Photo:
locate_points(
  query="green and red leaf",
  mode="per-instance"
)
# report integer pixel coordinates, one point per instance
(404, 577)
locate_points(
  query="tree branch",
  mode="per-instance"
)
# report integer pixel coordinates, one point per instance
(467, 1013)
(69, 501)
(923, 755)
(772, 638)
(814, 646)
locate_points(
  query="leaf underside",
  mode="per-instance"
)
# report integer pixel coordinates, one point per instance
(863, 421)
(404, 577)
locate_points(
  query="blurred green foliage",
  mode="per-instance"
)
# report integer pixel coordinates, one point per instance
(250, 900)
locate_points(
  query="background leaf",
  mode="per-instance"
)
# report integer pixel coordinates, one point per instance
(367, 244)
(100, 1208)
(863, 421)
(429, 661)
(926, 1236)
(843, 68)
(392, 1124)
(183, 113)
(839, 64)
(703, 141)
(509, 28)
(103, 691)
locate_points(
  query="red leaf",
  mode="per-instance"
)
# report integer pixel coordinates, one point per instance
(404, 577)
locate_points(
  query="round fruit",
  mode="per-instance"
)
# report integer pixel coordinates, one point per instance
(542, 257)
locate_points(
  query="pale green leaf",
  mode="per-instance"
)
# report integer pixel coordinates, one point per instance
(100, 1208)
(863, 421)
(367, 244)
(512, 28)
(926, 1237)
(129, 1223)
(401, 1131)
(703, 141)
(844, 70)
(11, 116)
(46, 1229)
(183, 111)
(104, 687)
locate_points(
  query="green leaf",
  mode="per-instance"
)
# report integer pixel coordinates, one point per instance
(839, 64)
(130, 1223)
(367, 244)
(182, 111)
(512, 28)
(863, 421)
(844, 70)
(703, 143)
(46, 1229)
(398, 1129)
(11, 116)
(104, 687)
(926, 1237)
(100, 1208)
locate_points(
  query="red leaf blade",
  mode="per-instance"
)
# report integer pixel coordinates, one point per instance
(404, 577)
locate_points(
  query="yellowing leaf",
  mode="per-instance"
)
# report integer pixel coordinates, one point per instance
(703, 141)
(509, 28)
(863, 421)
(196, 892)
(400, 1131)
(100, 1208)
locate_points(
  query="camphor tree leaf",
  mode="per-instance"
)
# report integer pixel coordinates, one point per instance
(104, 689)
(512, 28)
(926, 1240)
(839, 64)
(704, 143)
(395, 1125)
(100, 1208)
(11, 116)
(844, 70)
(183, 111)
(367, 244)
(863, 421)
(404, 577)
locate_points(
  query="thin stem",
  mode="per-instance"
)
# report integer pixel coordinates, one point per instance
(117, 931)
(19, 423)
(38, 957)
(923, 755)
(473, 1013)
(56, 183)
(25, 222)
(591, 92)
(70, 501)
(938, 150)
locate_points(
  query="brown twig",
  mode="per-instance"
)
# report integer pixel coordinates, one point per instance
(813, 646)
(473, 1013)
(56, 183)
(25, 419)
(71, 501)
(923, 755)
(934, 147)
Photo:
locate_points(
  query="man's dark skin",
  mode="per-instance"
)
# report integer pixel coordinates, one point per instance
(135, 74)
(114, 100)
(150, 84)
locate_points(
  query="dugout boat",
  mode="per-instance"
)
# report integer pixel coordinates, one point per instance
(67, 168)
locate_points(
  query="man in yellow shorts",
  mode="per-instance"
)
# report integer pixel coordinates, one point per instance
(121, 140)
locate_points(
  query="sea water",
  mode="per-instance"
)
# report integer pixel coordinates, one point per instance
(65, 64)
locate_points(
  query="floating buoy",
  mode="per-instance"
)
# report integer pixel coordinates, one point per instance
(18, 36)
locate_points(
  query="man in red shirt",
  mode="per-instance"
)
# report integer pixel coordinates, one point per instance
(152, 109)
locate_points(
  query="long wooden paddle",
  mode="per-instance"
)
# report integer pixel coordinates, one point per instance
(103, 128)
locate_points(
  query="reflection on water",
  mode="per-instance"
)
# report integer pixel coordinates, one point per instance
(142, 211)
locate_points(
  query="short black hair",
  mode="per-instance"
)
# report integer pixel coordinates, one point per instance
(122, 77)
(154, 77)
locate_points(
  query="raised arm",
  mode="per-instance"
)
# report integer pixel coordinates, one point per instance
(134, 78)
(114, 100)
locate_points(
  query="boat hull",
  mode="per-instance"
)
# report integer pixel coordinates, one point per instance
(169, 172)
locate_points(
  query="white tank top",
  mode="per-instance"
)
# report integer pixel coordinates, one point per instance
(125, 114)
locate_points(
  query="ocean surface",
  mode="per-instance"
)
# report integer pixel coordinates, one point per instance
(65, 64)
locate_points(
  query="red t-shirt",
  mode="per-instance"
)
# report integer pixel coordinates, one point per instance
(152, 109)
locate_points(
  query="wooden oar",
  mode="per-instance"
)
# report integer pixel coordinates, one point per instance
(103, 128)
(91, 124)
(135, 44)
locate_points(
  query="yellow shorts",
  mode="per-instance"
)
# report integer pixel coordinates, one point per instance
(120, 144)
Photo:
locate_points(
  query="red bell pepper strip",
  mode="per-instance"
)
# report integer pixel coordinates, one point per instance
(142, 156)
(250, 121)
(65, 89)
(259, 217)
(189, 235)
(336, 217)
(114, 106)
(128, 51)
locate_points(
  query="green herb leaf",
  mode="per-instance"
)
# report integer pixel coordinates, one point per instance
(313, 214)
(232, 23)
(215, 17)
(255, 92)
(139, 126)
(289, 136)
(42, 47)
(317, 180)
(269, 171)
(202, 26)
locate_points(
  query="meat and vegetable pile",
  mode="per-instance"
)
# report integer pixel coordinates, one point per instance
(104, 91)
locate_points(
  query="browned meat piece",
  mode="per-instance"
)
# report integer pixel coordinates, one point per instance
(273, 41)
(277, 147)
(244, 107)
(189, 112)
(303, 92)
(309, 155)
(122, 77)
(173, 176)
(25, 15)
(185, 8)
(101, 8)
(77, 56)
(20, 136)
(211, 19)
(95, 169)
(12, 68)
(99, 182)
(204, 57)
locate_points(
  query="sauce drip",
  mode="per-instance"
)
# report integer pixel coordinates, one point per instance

◇ ◇ ◇ ◇

Repeat the material in full, exactly as it stands.

- EXERCISE OUTPUT:
Photo:
locate_points(
  query="green and red leaf",
  mode="per-instance"
)
# report integer pixel coordinates, one point per instance
(404, 577)
locate_points(
  query="tree branch",
  mode="per-instance"
)
# report integer pixel coordinates, one point per instance
(467, 1013)
(69, 501)
(923, 755)
(772, 638)
(814, 646)
locate_points(
  query="leaf underside",
  mode="per-instance"
)
# report integer pixel coordinates, one point per instance
(863, 421)
(404, 577)
locate_points(
  query="blurred green foliage",
  mode="per-instance"
)
# report integer pixel coordinates, one point per instance
(250, 900)
locate_points(
  query="background leaf",
  mode="per-instance"
)
# report integer pixel coordinates, one point per instance
(367, 244)
(100, 1208)
(863, 421)
(429, 661)
(926, 1236)
(843, 68)
(392, 1124)
(183, 113)
(839, 64)
(703, 141)
(509, 28)
(103, 691)
locate_points(
  query="red leaf",
  mode="per-instance"
)
# report integer pixel coordinates, one point per instance
(404, 577)
locate_points(
  query="round fruit",
  mode="per-instance"
)
# report integer pixel coordinates, one point per instance
(542, 257)
locate_points(
  query="pale green leaf",
  mode="per-instance"
)
# report integer pixel coordinates, one point per instance
(100, 1208)
(863, 421)
(367, 244)
(512, 28)
(926, 1237)
(129, 1223)
(401, 1131)
(703, 141)
(844, 70)
(11, 116)
(46, 1229)
(183, 111)
(104, 687)
locate_points(
  query="green leaf",
  mode="per-instance"
)
# report integer pixel coordinates, one point per instance
(839, 64)
(130, 1223)
(367, 244)
(182, 111)
(512, 28)
(863, 421)
(844, 70)
(703, 143)
(46, 1229)
(398, 1129)
(11, 116)
(104, 687)
(926, 1237)
(100, 1208)
locate_points(
  query="red leaf blade",
  mode="per-instance"
)
# report integer pixel coordinates, one point per instance
(404, 577)
locate_points(
  query="yellowing leaf",
  mode="per-instance"
)
# report integer pixel coordinates, one point per instance
(703, 141)
(509, 28)
(863, 421)
(196, 892)
(400, 1131)
(100, 1208)
locate_points(
  query="camphor tree leaf",
  mode="per-instance"
)
# report integer pixel coordinates, one point per instance
(104, 689)
(512, 28)
(926, 1240)
(839, 64)
(704, 143)
(395, 1125)
(100, 1208)
(11, 116)
(844, 70)
(183, 111)
(367, 244)
(863, 421)
(404, 577)
locate_points(
  query="thin stem",
  mode="per-instance"
)
# report integer pixel coordinates, one point per instance
(117, 931)
(19, 423)
(38, 957)
(923, 755)
(473, 1013)
(56, 183)
(25, 222)
(591, 92)
(70, 501)
(938, 150)
locate_points(
  query="brown twig",
  mode="per-instance"
)
# report integer pixel coordinates, one point per instance
(813, 646)
(473, 1013)
(56, 183)
(25, 419)
(71, 501)
(923, 755)
(934, 147)
Photo:
locate_points(
  query="man's dark skin",
  mode="per-instance"
)
# report integer pixel coordinates, one point per instance
(135, 74)
(114, 100)
(150, 84)
locate_points(
  query="dugout boat",
  mode="per-instance"
)
# report integer pixel coordinates, one point per instance
(67, 168)
locate_points(
  query="man in yellow shorts",
  mode="per-instance"
)
# report integer pixel coordinates, one point per instance
(121, 140)
locate_points(
  query="sea water",
  mode="per-instance"
)
# report integer pixel coordinates, one point per instance
(65, 64)
locate_points(
  query="floating buoy",
  mode="per-instance"
)
# report integer pixel coordinates, one point per instance
(18, 36)
locate_points(
  query="man in red shirt",
  mode="per-instance"
)
# report integer pixel coordinates, one point per instance
(152, 109)
locate_points(
  query="long wooden paddle",
  mode="per-instance"
)
# report integer pixel coordinates, one point per instance
(103, 128)
locate_points(
  query="reflection on water",
  mode="per-instance"
)
# report integer pixel coordinates, one point per instance
(142, 211)
locate_points(
  query="short black hair",
  mode="per-instance"
)
# report integer pixel coordinates, one point per instance
(122, 77)
(154, 77)
locate_points(
  query="raised arm",
  mode="per-instance"
)
# report integer pixel coordinates, one point per instance
(134, 78)
(114, 100)
locate_points(
  query="boat hull",
  mode="per-instance"
)
# report integer pixel coordinates, one point per instance
(169, 172)
locate_points(
  query="white tank top",
  mode="per-instance"
)
# report integer pixel coordinates, one point per instance
(125, 114)
locate_points(
  query="ocean surface",
  mode="per-instance"
)
# report integer pixel coordinates, one point per instance
(65, 64)
locate_points(
  query="red t-shirt",
  mode="per-instance"
)
# report integer pixel coordinates, one point per instance
(152, 109)
locate_points(
  query="wooden oar",
  mode="per-instance"
)
# report integer pixel coordinates, one point per instance
(103, 128)
(91, 124)
(135, 44)
locate_points(
  query="yellow shorts",
  mode="per-instance"
)
# report integer pixel coordinates, one point per instance
(120, 144)
Photo:
locate_points(
  query="red bell pepper strip",
  mode="per-instance"
)
# report integer pixel coordinates, one point per instance
(142, 156)
(250, 121)
(65, 89)
(259, 217)
(189, 235)
(336, 217)
(114, 106)
(128, 51)
locate_points(
  query="green herb leaf",
  mode="per-instance"
)
# report integer pixel coordinates, one point per instance
(313, 214)
(232, 23)
(215, 17)
(255, 92)
(139, 126)
(289, 136)
(42, 47)
(317, 180)
(269, 171)
(202, 26)
locate_points(
  query="meat and vegetable pile",
  mode="per-instance"
)
# report integer pixel coordinates, one point per instance
(104, 91)
locate_points(
  query="browned meat piece",
  mode="per-instance"
)
# report integer pixel coordinates, one point per instance
(273, 41)
(277, 147)
(244, 107)
(189, 112)
(303, 92)
(309, 155)
(122, 77)
(173, 176)
(25, 15)
(185, 8)
(101, 8)
(77, 56)
(20, 136)
(211, 19)
(95, 169)
(12, 68)
(99, 182)
(204, 57)
locate_points(
  query="sauce drip",
  mode="per-instance"
)
# report integer pixel coordinates, one point per instance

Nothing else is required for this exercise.